Image warp: This models the non-linear 2D deformation in each frame or tilt image due to beam-induced motion and charging. The model is set in the image reference frame, so if you have rectangular 6000×4000 px K3 images, a 6×4 grid might be more favorable than 4×4. The temporal dimension of the model equals the number of frames or tilts. For frame series, a pyramid of models will be created where each subsequent model has 2x the spatial dimension of the previous one, and 0.25x the temporal dimension. So even if you start with a 1×1 model, the resulting pyramid will still model some slow spatial deformation. Tilt series don’t get pyramids (although including volume warp or tilt movie refinement has a similar effect, see below). For both frame and tilt series, the optimal spatial resolution will depend on the number of particles per micrograph, as well as the signal available per particle.
Volume warp (tilt series only): Tilt series are often used for thick samples where multiple particles can overlap along the projection axis. If the sample experiences shearing perpendicular to the projection axis, layers of particles can be displaced in a way that can’t be modeled by mere 2D deformation of the images. Instead, a warping model in the reference frame of the tomographic volume is needed to influence particle positions in 3D. The resulting model has 4 dimensions: 3 spatial and 1 temporal (as a function of dose). The motion can usually be modeled with sparser temporal resolution since all the fast per-tilt movement is already taken care by the image warp model. Having a spatial Z dimension of at least 2 is necessary to model shearing. As with image warp, the optimal resolution depends on the available overall signal. However, it doesn’t need to be as fine as image warp. Something like 2x2x2x10 might suffice. If your images are rectangular and you want the model to reflect that, remember that this is the tomogram reference frame where the tilt axis is aligned with the Y axis. It means that 6000×4000 px images with a tilt axis angle close to 90° or 270° will need e. g. a 2×3 model.
Stage angles (tilt series only): Due to mechanical imprecisions in the stage’s movement and lack of rigidity in lamella-like samples, the sample orientation can deviate significantly from their assumed values. While the biggest effect is in the projected particle positions, which are implicitly taken care of by the image warp model (at least 2×2 spatial resolution is required there), large particles can benefit from additional refinement of the sample/stage orientations. The temporal resolution of this model is per-tilt.
Particle positions/angles: This is the conventional particle pose optimization, except you’re fitting rotation and translation tracks if you set the species’ temporal resolution to be higher than 1.

→ **Dataset section**:
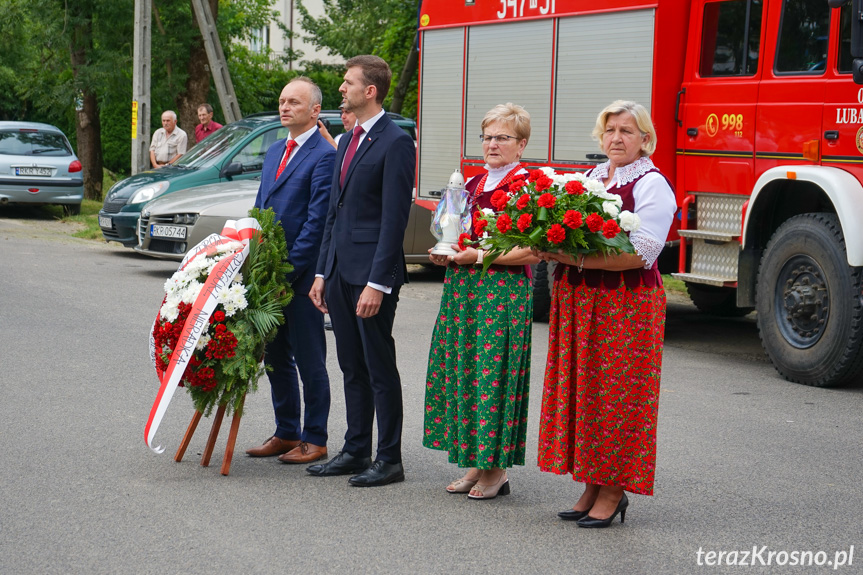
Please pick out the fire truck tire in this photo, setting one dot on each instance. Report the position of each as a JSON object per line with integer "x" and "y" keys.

→ **Stated task A**:
Write out everything in the text on refinement models above from "Particle positions/angles: This" down to "higher than 1.", keeping every word unchanged.
→ **Stated task B**:
For each statement, say yes or no according to the text on refinement models above, and quote the words from that text that decide it: (i) Tilt series get a pyramid of models. (ii) Volume warp needs a spatial Z dimension of at least 2 to model shearing. (iii) The stage angles model has a per-tilt temporal resolution.

→ **Exercise answer A**:
Particle positions/angles: This is the conventional particle pose optimization, except you’re fitting rotation and translation tracks if you set the species’ temporal resolution to be higher than 1.

→ **Exercise answer B**:
(i) No: "Tilt series don’t get pyramids"
(ii) Yes: "Having a spatial Z dimension of at least 2 is necessary to model shearing."
(iii) Yes: "The temporal resolution of this model is per-tilt."